Region annotation entries:
________________

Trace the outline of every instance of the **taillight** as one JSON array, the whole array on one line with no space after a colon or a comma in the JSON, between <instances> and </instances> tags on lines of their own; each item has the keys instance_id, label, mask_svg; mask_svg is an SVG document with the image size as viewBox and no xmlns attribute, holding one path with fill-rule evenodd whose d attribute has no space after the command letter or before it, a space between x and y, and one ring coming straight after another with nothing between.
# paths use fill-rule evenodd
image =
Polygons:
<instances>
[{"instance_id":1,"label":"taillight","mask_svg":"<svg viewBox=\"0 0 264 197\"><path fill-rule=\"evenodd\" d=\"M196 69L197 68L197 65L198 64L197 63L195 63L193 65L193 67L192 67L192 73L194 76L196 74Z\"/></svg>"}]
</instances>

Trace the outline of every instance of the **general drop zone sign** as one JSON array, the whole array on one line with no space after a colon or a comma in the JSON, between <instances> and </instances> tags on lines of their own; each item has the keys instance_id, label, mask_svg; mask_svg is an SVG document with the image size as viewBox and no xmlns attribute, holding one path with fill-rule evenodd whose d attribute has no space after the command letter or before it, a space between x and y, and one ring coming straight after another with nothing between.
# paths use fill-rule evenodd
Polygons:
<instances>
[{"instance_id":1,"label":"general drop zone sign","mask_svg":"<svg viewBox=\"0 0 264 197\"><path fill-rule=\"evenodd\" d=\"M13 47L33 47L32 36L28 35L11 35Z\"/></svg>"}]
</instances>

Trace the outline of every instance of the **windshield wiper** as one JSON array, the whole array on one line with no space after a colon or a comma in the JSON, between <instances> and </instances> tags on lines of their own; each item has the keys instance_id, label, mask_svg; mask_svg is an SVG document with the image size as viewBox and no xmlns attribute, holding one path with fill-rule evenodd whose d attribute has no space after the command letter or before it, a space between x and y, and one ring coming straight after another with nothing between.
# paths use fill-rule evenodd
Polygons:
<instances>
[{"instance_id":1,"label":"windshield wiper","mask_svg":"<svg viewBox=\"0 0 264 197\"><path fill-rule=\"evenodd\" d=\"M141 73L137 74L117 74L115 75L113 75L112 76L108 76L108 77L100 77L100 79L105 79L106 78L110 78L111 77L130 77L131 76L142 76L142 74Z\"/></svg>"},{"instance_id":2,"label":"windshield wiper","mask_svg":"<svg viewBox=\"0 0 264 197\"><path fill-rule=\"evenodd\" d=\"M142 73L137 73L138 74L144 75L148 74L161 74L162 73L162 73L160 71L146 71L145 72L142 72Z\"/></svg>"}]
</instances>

________________

Copy out verbatim the stretch of the records from the line containing "Trace the outline of every instance of the **general" through the end of the records, both ends included.

▸ **Exercise answer**:
Trace the outline of every instance of the **general drop zone sign** as one JSON array, the whole array on one line with no space after a colon or a comma in the JSON, between <instances> and </instances> tags on lines of their own; each item has the keys instance_id, label, mask_svg; mask_svg is an SVG document with the image size as viewBox and no xmlns attribute, holding one path with fill-rule evenodd whose d attribute has no space after the command letter or before it, a space between x and y, and one ring coming straight after another with nothing between.
# paths use fill-rule evenodd
Polygons:
<instances>
[{"instance_id":1,"label":"general drop zone sign","mask_svg":"<svg viewBox=\"0 0 264 197\"><path fill-rule=\"evenodd\" d=\"M13 47L33 47L32 36L28 35L11 35Z\"/></svg>"}]
</instances>

Trace the outline of every instance of the **windshield wiper** as one JSON array, the whole array on one line with no space after a colon or a comma in the JSON, between <instances> and </instances> tags on lines of their own; each item has the keys instance_id, label, mask_svg; mask_svg is an SVG document with the image size as viewBox and no xmlns attribute, holding one path with fill-rule evenodd whose d attribute has no space after the command letter or before it, a space between x and y, and one ring coming straight after another with nothing between.
# paths use fill-rule evenodd
Polygons:
<instances>
[{"instance_id":1,"label":"windshield wiper","mask_svg":"<svg viewBox=\"0 0 264 197\"><path fill-rule=\"evenodd\" d=\"M141 73L137 74L117 74L115 75L113 75L112 76L108 76L108 77L100 77L100 79L105 79L106 78L110 78L111 77L130 77L131 76L142 76L142 74Z\"/></svg>"},{"instance_id":2,"label":"windshield wiper","mask_svg":"<svg viewBox=\"0 0 264 197\"><path fill-rule=\"evenodd\" d=\"M142 73L137 73L138 74L144 75L148 74L161 74L162 73L162 73L160 71L146 71L145 72L142 72Z\"/></svg>"}]
</instances>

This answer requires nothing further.